_Dataset_
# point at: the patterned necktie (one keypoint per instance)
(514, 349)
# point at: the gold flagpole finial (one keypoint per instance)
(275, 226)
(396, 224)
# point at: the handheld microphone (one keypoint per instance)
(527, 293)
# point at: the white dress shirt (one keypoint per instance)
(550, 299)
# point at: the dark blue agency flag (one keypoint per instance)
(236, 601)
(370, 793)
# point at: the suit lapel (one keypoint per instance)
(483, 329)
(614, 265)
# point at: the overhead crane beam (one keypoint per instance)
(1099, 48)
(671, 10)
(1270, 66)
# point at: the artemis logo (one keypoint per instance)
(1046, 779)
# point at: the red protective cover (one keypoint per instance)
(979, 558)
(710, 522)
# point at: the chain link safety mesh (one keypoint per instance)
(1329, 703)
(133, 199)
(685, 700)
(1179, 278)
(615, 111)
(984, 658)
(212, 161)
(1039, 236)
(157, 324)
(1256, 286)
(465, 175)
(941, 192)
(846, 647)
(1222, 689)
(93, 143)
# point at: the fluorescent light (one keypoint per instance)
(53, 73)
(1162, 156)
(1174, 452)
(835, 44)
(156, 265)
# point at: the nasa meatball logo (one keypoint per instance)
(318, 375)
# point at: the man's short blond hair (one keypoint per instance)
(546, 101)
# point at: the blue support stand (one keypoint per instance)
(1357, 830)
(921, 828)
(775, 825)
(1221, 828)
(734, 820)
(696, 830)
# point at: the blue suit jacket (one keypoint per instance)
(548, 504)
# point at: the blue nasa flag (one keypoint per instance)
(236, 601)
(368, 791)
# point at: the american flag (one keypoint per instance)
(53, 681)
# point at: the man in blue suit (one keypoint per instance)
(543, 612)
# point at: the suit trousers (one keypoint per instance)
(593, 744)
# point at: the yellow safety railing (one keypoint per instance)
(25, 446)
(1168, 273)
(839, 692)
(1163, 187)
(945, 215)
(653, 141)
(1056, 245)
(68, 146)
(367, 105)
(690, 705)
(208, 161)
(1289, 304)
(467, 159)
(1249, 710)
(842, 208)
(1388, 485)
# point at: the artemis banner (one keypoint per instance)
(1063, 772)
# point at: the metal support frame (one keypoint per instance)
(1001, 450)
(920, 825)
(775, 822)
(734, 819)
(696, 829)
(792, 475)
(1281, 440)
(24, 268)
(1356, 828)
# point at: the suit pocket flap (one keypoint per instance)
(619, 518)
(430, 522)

_Problem to work on_
Write out once more the lines above beginning at the line with "# point at: the man's"; continue through the final line and stop there.

_Response for this exercise_
# point at: the man's short blond hair (one keypoint per instance)
(546, 101)
# point at: the blue support stand (one keypoint per instance)
(1357, 830)
(921, 828)
(775, 825)
(1221, 828)
(734, 820)
(696, 830)
# point at: the blue suit jacket (one keypoint per instance)
(548, 504)
# point at: the blue nasa flag (one keypoint per instance)
(236, 601)
(368, 791)
# point at: the american flag (one keypoint per instance)
(53, 681)
# point at: the man in blue suit (one keypoint per instance)
(543, 612)
# point at: the suit trousers (one keypoint per instance)
(593, 744)
# point at: the yellow safety railing (one keypoint per instance)
(25, 446)
(1168, 273)
(839, 692)
(1163, 187)
(945, 215)
(653, 141)
(1056, 245)
(68, 146)
(367, 105)
(690, 705)
(208, 161)
(1289, 304)
(467, 159)
(1249, 710)
(842, 208)
(1388, 485)
# point at: the artemis banner (one keypoint per instance)
(1063, 772)
# point at: the metal support frame (one keypoint per instance)
(1001, 450)
(920, 825)
(775, 822)
(734, 819)
(696, 829)
(792, 475)
(1281, 440)
(24, 268)
(1356, 828)
# point at: the suit pocket flap (one keypoint per instance)
(619, 518)
(430, 522)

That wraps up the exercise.